### [Task to complete]
The answer is the set of lines that include "segment", copied from the data below.

━━ Data for the task

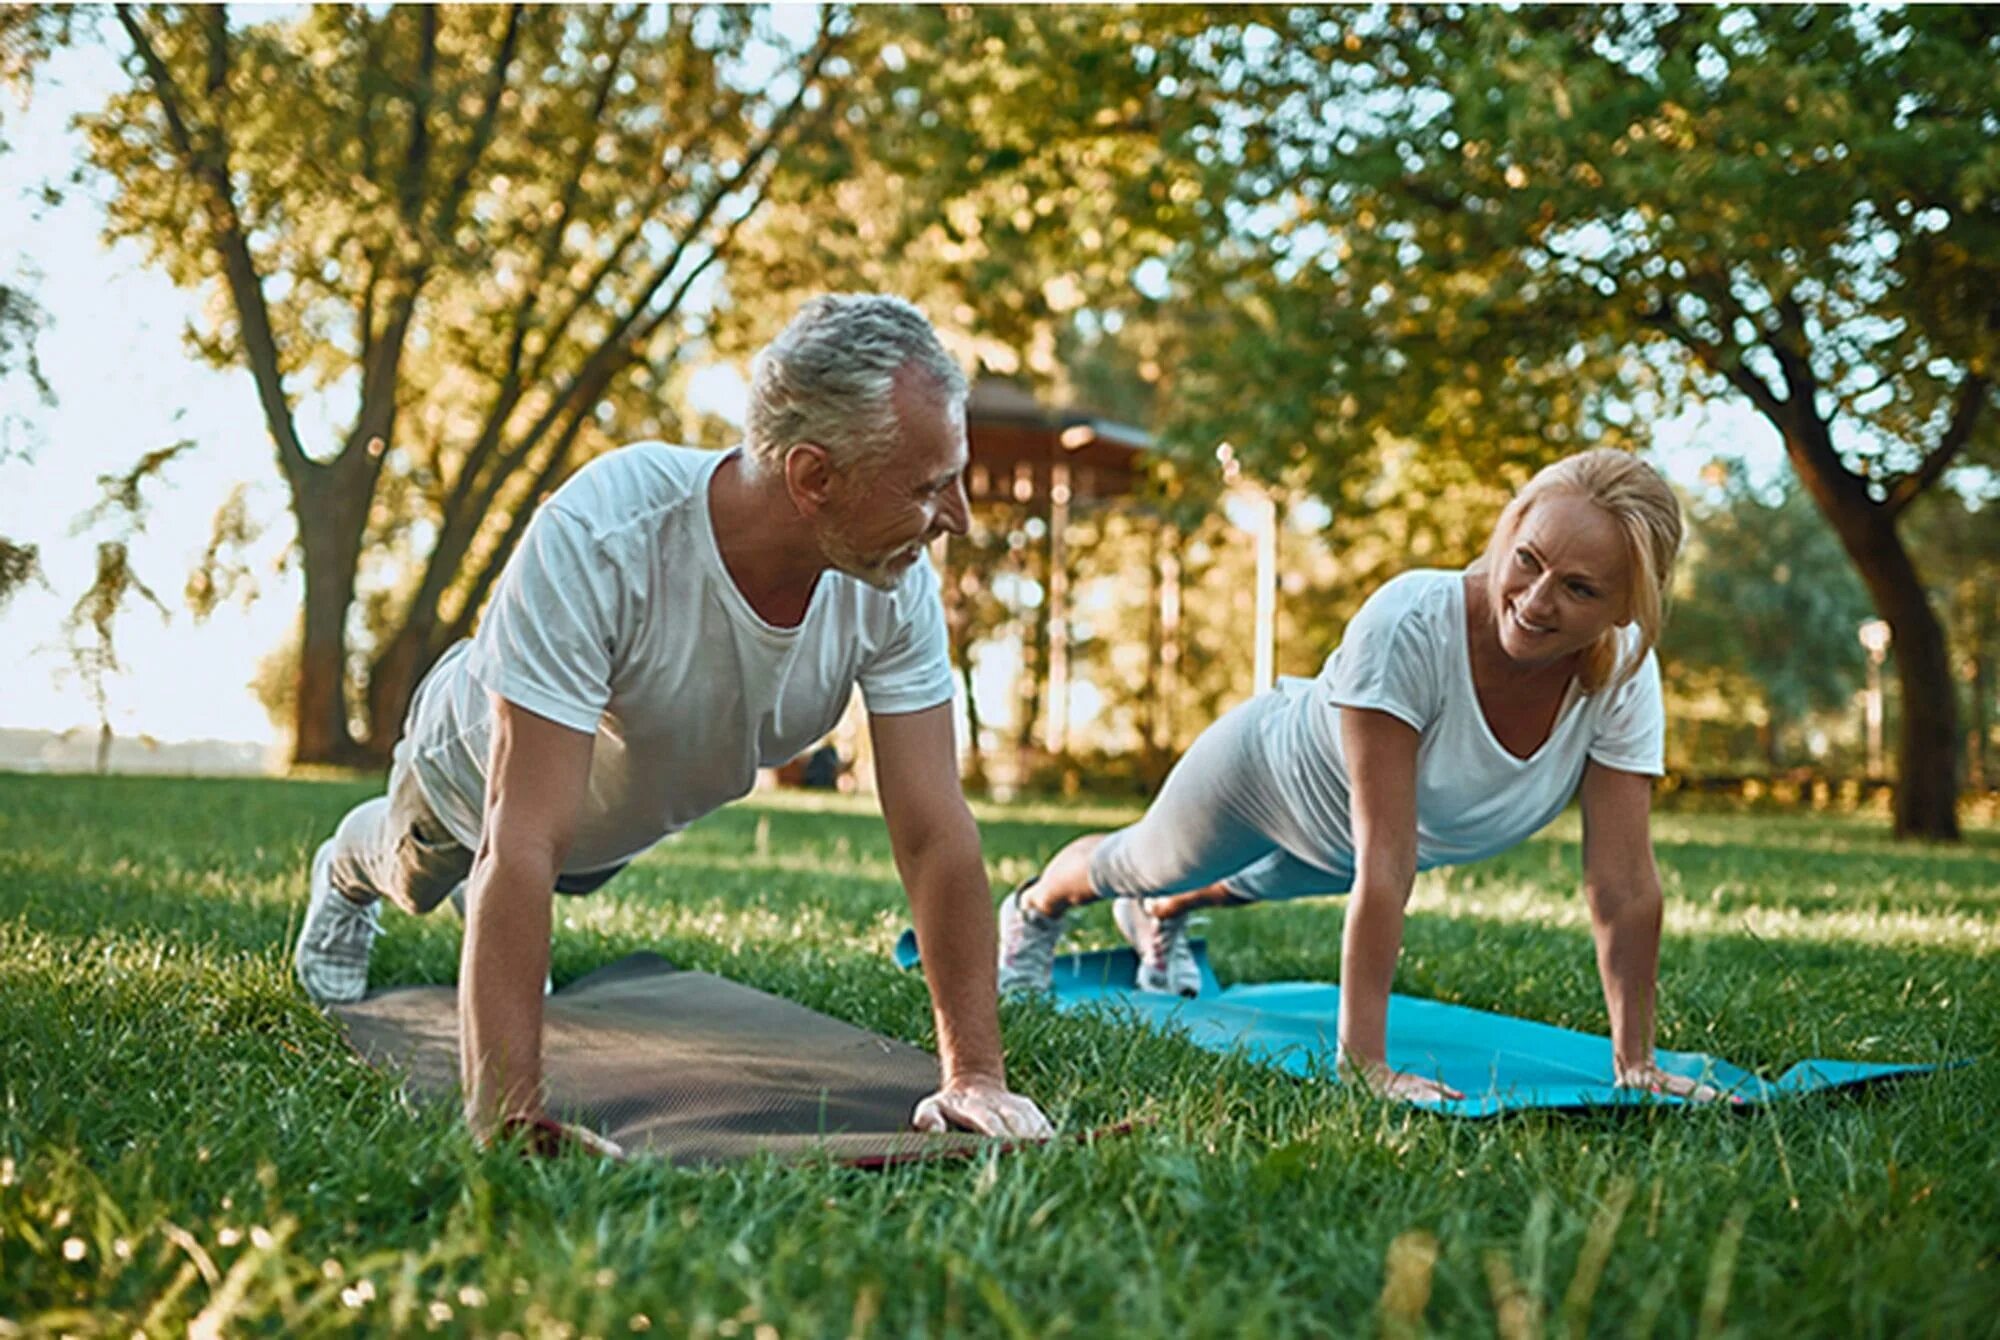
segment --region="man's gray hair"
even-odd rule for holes
[[[757,355],[751,461],[776,468],[792,447],[812,442],[835,469],[872,469],[902,436],[892,398],[905,369],[948,400],[966,395],[965,373],[910,303],[882,293],[814,298]]]

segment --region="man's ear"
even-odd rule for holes
[[[817,516],[832,499],[836,477],[826,448],[815,442],[796,442],[785,452],[785,492],[792,506],[804,517]]]

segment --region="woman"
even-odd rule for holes
[[[1119,900],[1140,989],[1193,995],[1194,908],[1347,893],[1343,1070],[1393,1097],[1461,1097],[1385,1060],[1411,883],[1513,846],[1580,794],[1616,1082],[1716,1097],[1653,1055],[1649,814],[1665,737],[1653,646],[1680,542],[1672,491],[1635,458],[1587,451],[1549,466],[1472,567],[1384,585],[1318,678],[1285,679],[1224,716],[1137,823],[1076,839],[1009,894],[1001,989],[1046,989],[1063,915],[1099,898]]]

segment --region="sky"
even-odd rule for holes
[[[150,490],[146,528],[131,542],[134,568],[171,614],[163,619],[135,604],[117,625],[129,673],[110,682],[111,724],[121,735],[161,741],[268,745],[277,732],[249,683],[290,629],[299,583],[285,563],[290,519],[250,376],[189,354],[182,332],[203,295],[148,269],[132,244],[104,245],[101,184],[66,189],[57,207],[38,198],[44,182],[65,180],[81,163],[69,123],[102,105],[118,78],[109,52],[63,52],[26,108],[0,108],[0,138],[10,145],[0,154],[0,280],[25,281],[49,313],[37,353],[55,399],[39,403],[20,377],[0,381],[0,417],[27,426],[9,434],[13,454],[0,459],[0,535],[39,546],[46,579],[0,610],[0,727],[94,729],[89,693],[67,669],[63,623],[90,585],[99,540],[114,530],[78,534],[75,523],[100,496],[100,476],[193,438],[196,449]],[[740,422],[739,370],[711,369],[693,393],[703,408]],[[319,440],[330,434],[324,426]],[[1653,459],[1678,483],[1694,486],[1718,455],[1746,458],[1753,478],[1784,469],[1775,433],[1745,406],[1711,406],[1658,429]],[[216,509],[238,484],[247,485],[251,515],[267,527],[252,551],[259,595],[247,608],[225,606],[196,623],[182,591]],[[1084,686],[1074,705],[1079,718],[1094,698]]]

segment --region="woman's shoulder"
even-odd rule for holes
[[[1416,619],[1449,627],[1458,609],[1458,588],[1465,574],[1444,568],[1412,568],[1375,588],[1362,609],[1374,620],[1402,623]]]
[[[1348,621],[1341,648],[1349,657],[1368,660],[1428,658],[1442,651],[1454,629],[1464,624],[1457,593],[1464,577],[1462,572],[1414,568],[1390,578]]]

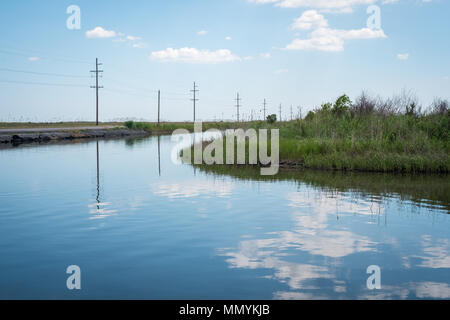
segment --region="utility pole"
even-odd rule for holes
[[[280,122],[281,122],[281,103],[280,103]]]
[[[291,121],[294,120],[293,115],[292,115],[292,104],[291,104]]]
[[[194,102],[194,122],[195,122],[195,103],[199,100],[199,99],[196,98],[196,94],[197,94],[197,92],[199,92],[199,90],[197,88],[198,87],[197,87],[197,85],[194,82],[194,90],[191,90],[191,92],[194,93],[194,99],[191,99],[191,101]]]
[[[161,90],[158,90],[158,126],[160,123],[160,116],[161,116]]]
[[[103,70],[98,70],[98,67],[103,63],[98,63],[98,58],[95,58],[95,70],[91,71],[95,73],[95,86],[91,86],[92,89],[95,89],[95,106],[96,106],[96,116],[95,116],[95,124],[98,126],[98,89],[103,89],[103,87],[98,86],[98,74],[102,73]]]
[[[239,102],[241,102],[241,99],[239,98],[239,92],[237,93],[237,97],[236,97],[236,110],[237,110],[237,122],[239,122],[239,108],[240,108],[240,104]]]
[[[298,108],[298,118],[301,120],[302,119],[302,108],[300,106],[298,106],[297,108]]]
[[[264,104],[263,104],[263,111],[264,111],[264,118],[263,121],[266,120],[266,99],[264,99]]]

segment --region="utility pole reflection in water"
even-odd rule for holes
[[[158,172],[161,177],[161,136],[158,135]]]
[[[97,140],[97,212],[100,211],[100,159]]]

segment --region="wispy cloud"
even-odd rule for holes
[[[135,37],[135,36],[127,36],[127,40],[138,41],[138,40],[141,40],[141,38],[140,37]]]
[[[399,60],[408,60],[409,59],[409,53],[399,53],[399,54],[397,54],[397,59],[399,59]]]
[[[206,35],[207,33],[208,33],[207,30],[200,30],[200,31],[197,32],[197,35],[199,35],[199,36],[204,36],[204,35]]]
[[[95,27],[92,30],[86,31],[86,37],[88,38],[114,38],[115,36],[115,31],[105,30],[102,27]]]
[[[29,57],[28,58],[28,61],[31,61],[31,62],[38,61],[38,60],[39,60],[39,57]]]
[[[145,49],[148,47],[148,45],[144,42],[137,42],[137,43],[133,43],[132,47],[136,48],[136,49]]]

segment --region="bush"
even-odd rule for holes
[[[276,114],[270,114],[267,116],[267,123],[272,124],[277,122],[277,115]]]
[[[306,115],[305,120],[306,120],[306,121],[311,121],[312,119],[314,119],[314,112],[313,112],[313,111],[310,111],[310,112],[308,112],[308,114]]]
[[[128,129],[133,129],[133,127],[134,127],[134,121],[125,121],[124,125],[125,125],[125,127],[127,127]]]
[[[333,112],[333,114],[335,115],[343,115],[350,109],[351,106],[352,101],[346,94],[344,94],[337,98],[336,102],[333,105],[333,109],[331,109],[331,112]]]
[[[353,114],[364,116],[372,114],[375,111],[377,102],[369,97],[364,91],[356,99],[355,104],[350,108]]]
[[[448,100],[434,99],[433,103],[431,104],[431,114],[434,115],[448,115]]]

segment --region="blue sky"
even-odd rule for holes
[[[81,10],[70,30],[67,7]],[[368,28],[367,8],[380,9]],[[305,114],[363,89],[449,98],[447,0],[2,1],[0,121],[94,120],[89,71],[103,63],[100,120]]]

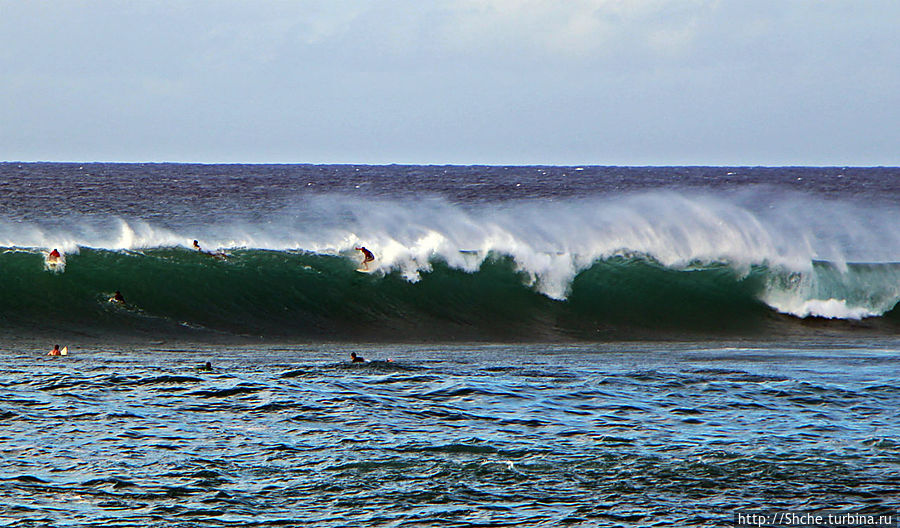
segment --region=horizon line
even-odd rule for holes
[[[661,164],[622,164],[622,163],[454,163],[454,162],[310,162],[310,161],[121,161],[121,160],[2,160],[3,164],[39,164],[58,163],[75,164],[109,164],[109,165],[310,165],[310,166],[363,166],[363,167],[633,167],[633,168],[671,168],[671,167],[722,167],[722,168],[840,168],[840,169],[878,169],[900,168],[900,165],[856,165],[856,164],[698,164],[698,163],[661,163]]]

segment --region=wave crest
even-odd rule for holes
[[[768,306],[797,317],[861,319],[893,310],[900,299],[898,267],[891,264],[900,262],[900,233],[894,228],[900,224],[898,212],[803,195],[651,192],[467,205],[429,197],[398,202],[315,195],[275,215],[252,218],[242,212],[215,224],[182,222],[96,216],[0,222],[0,242],[35,252],[57,247],[70,255],[90,249],[87,258],[73,259],[81,260],[81,266],[74,264],[63,274],[78,276],[82,287],[89,288],[99,284],[94,274],[101,273],[92,263],[102,256],[111,266],[103,272],[110,272],[131,262],[123,257],[127,253],[116,253],[122,251],[139,252],[129,254],[138,256],[140,264],[126,266],[126,283],[151,272],[178,283],[179,275],[196,271],[195,263],[186,260],[193,258],[187,248],[199,239],[206,249],[227,249],[239,253],[238,260],[245,264],[258,261],[262,270],[277,270],[282,282],[302,292],[301,297],[319,295],[315,289],[322,285],[306,281],[305,271],[297,270],[319,269],[312,262],[328,262],[325,269],[331,271],[319,273],[331,277],[332,294],[344,291],[339,283],[357,278],[340,273],[355,267],[359,256],[353,248],[365,245],[377,256],[371,279],[381,281],[371,293],[387,295],[404,310],[420,310],[416,303],[424,301],[407,306],[410,297],[392,297],[399,295],[398,288],[412,287],[401,288],[395,279],[430,291],[439,303],[456,298],[449,284],[462,288],[470,304],[483,306],[494,305],[476,299],[481,294],[466,288],[478,285],[502,302],[515,290],[526,305],[537,303],[540,310],[548,310],[562,303],[576,312],[579,324],[590,320],[598,327],[621,319],[616,303],[630,307],[626,319],[631,324],[647,313],[656,314],[647,321],[678,320],[664,312],[678,312],[680,304],[693,307],[687,311],[697,320],[715,319],[704,310],[727,309],[729,303],[742,307],[737,312]],[[280,255],[278,262],[267,260],[273,254]],[[503,263],[502,273],[497,262]],[[246,269],[229,269],[215,271],[215,281],[205,276],[198,280],[209,282],[210,288],[236,288],[245,296],[263,291],[283,295],[277,288],[260,289]],[[258,281],[265,282],[263,278]],[[111,283],[102,287],[120,289]],[[404,295],[415,297],[412,288]],[[659,297],[661,293],[665,296]],[[533,294],[544,300],[532,299]],[[464,308],[458,308],[459,313],[438,318],[468,320]],[[266,313],[268,307],[261,304],[258,309]],[[167,310],[160,303],[157,311]],[[409,315],[402,311],[391,317]]]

━━━━

### [Result of this task]
segment --region="man's gray hair"
segment --region="man's ear"
segment --region="woman"
segment --region="sky"
segment --region="woman's shoulder"
segment --region="utility pole"
segment --region="utility pole reflection in water"
segment --region="wispy cloud"
segment --region="bush"
segment --region="blue sky"
segment --region=horizon line
segment --region=wave crest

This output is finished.